Pull out every line in the lines that contains the word "black", and copy each one.

[Named-object pointing records]
┄┄┄┄┄┄┄┄┄┄┄┄┄┄┄┄┄┄┄┄
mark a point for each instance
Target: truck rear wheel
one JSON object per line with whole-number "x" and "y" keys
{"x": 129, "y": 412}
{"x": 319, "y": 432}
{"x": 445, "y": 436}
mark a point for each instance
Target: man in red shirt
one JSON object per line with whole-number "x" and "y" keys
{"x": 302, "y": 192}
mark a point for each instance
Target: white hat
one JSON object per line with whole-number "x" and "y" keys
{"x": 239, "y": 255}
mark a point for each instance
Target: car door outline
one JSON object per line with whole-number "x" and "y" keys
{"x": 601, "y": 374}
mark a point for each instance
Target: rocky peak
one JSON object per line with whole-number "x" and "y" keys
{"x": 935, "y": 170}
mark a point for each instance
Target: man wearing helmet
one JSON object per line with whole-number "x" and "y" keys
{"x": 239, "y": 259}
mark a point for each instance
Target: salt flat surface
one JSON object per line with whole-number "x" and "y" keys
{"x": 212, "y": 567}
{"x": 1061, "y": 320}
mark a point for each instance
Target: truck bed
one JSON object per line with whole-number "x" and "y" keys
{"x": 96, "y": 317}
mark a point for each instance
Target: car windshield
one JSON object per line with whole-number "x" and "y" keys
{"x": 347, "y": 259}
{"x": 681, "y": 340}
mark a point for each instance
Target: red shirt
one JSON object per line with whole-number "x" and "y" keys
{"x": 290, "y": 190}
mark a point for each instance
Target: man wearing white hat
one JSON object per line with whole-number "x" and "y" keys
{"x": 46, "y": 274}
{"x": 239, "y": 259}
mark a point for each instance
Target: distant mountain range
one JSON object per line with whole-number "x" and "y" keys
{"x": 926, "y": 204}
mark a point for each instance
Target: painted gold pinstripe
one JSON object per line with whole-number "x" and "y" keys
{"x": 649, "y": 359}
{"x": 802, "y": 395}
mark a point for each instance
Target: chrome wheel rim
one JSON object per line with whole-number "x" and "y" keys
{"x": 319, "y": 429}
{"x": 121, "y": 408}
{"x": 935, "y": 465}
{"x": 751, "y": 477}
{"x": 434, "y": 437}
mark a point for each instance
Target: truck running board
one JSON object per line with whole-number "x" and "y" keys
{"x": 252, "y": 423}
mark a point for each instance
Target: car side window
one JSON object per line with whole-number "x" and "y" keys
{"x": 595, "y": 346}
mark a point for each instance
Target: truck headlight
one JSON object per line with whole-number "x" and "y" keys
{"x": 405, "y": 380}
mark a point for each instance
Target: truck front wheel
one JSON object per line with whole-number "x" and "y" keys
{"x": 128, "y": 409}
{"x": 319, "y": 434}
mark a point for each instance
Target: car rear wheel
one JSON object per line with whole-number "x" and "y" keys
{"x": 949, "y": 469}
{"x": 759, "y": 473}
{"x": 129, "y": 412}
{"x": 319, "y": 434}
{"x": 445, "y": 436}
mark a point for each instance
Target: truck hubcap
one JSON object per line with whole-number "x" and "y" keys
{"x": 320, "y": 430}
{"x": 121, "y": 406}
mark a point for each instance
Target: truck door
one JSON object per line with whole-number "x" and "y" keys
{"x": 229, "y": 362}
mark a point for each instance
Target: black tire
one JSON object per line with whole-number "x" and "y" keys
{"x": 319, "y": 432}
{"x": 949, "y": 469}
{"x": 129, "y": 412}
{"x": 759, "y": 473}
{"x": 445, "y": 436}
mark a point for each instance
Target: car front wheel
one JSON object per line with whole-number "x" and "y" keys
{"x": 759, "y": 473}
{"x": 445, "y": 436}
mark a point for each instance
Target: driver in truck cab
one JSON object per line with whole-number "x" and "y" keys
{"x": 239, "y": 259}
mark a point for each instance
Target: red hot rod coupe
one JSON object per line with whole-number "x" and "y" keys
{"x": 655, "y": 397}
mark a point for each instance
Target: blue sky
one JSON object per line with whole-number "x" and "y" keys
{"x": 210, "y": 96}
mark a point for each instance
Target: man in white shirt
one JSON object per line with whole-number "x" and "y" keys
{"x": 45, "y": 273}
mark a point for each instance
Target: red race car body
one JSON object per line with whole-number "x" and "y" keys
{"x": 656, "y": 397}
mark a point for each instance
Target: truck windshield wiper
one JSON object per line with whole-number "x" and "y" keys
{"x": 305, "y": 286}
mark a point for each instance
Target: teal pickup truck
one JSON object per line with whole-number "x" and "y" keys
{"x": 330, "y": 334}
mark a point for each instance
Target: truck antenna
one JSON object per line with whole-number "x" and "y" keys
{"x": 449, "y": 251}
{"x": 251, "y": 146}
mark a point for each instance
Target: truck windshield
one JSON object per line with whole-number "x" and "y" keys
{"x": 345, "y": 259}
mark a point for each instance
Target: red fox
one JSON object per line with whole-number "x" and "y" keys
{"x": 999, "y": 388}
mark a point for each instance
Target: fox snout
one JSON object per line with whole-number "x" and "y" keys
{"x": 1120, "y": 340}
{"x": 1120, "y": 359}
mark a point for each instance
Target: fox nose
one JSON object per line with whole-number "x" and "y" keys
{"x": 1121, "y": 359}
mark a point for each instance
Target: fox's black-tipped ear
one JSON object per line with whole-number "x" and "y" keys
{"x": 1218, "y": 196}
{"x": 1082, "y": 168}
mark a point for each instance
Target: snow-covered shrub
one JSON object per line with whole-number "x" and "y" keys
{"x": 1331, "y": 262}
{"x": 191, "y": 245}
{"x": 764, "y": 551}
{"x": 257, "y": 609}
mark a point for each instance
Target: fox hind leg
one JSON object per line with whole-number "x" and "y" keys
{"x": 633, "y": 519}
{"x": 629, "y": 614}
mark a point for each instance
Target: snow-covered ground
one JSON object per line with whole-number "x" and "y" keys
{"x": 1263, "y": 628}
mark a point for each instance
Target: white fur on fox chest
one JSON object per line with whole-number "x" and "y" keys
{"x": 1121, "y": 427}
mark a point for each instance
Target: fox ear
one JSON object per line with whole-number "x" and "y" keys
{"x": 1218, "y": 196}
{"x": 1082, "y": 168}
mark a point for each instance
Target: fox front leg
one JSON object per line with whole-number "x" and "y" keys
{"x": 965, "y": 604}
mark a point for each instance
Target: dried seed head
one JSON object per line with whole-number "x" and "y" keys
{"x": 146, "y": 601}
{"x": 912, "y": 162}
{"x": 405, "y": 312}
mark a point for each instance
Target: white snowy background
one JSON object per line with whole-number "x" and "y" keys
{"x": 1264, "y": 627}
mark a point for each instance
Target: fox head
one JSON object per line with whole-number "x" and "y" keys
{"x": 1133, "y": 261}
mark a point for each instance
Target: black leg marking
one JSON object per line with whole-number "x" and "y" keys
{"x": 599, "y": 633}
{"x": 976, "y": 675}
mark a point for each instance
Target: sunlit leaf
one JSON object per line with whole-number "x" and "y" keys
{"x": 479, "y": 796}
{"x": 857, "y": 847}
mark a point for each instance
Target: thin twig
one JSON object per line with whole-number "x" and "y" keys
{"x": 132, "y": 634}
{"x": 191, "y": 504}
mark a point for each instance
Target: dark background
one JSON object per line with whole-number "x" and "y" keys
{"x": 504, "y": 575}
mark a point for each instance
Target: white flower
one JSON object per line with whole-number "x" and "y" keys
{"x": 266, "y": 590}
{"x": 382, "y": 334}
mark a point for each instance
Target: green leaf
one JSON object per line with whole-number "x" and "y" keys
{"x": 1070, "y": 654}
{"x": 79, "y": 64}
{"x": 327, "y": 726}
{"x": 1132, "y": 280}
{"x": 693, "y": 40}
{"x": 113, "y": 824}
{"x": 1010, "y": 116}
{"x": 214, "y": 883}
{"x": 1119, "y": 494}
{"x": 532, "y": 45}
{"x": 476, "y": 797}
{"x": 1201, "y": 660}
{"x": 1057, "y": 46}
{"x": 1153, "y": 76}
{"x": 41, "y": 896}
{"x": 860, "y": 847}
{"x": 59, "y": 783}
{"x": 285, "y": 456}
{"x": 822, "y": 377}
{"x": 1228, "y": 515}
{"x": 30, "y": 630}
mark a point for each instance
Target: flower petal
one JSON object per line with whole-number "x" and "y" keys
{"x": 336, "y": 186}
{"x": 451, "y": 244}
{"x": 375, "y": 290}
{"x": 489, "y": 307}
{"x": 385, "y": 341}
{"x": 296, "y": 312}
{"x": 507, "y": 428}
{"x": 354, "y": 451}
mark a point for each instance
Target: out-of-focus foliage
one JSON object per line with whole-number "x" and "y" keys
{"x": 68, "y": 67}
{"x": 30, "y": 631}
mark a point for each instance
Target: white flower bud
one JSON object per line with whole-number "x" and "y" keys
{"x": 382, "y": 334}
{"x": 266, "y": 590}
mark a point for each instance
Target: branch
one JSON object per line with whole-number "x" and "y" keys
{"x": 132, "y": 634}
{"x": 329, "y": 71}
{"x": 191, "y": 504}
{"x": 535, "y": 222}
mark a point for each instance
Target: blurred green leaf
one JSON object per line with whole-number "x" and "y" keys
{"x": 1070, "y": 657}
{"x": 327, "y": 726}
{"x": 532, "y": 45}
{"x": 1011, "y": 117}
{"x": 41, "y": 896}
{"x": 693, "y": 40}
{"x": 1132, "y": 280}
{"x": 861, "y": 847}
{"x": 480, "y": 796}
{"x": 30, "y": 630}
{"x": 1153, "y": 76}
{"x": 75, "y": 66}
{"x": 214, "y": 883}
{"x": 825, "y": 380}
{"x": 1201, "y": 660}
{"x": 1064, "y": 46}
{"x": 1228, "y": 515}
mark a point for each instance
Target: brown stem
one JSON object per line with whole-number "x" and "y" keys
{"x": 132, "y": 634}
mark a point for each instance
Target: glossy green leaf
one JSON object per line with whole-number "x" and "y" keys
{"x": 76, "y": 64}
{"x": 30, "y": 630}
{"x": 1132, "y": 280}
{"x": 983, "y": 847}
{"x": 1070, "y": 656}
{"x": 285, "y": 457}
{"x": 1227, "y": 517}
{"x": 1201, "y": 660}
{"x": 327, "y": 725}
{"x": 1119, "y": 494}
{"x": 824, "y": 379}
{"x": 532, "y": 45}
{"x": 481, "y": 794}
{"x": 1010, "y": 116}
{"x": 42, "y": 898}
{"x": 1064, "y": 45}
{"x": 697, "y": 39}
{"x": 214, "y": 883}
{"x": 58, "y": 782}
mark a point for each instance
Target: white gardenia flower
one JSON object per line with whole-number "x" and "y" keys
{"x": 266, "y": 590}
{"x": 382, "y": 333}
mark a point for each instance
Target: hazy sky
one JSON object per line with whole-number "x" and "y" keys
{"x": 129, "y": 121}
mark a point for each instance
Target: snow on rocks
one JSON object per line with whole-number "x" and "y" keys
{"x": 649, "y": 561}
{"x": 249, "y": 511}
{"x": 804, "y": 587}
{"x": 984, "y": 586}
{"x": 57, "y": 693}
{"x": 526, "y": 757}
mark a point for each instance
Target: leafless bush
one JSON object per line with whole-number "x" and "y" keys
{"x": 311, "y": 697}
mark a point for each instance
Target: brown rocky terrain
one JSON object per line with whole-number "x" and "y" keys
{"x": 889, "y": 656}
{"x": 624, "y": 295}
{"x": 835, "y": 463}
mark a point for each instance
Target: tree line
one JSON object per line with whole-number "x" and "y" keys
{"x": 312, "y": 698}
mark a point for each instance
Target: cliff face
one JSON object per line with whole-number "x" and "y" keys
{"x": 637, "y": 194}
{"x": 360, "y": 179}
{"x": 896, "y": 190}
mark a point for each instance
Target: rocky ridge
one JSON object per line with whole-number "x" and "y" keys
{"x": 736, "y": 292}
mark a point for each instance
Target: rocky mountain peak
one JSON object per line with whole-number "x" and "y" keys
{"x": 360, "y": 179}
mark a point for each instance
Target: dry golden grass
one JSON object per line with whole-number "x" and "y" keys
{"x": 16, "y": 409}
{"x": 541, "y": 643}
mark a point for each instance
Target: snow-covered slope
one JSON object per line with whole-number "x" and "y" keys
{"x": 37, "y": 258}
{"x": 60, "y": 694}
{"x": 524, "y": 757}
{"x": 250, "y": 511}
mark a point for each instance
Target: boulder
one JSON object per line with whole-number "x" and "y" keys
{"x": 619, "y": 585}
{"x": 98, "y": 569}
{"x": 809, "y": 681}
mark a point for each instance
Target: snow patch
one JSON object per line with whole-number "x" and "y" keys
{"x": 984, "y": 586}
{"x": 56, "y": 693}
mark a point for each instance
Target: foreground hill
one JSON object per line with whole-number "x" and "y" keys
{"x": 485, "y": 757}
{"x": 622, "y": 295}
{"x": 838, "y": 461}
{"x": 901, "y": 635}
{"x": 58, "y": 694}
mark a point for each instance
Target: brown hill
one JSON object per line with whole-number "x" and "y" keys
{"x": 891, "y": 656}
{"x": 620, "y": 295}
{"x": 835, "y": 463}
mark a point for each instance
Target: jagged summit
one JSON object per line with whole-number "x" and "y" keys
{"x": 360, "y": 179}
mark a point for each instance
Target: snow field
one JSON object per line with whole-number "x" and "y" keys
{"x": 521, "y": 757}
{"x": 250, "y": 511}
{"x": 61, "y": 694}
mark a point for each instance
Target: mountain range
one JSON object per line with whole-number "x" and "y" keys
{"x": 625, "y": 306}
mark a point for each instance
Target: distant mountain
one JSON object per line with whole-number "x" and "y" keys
┄┄┄┄┄┄┄┄┄┄┄┄┄┄┄┄┄┄┄┄
Solution to this exercise:
Target: black tire
Target: fox's black-tipped ear
Target: black leg marking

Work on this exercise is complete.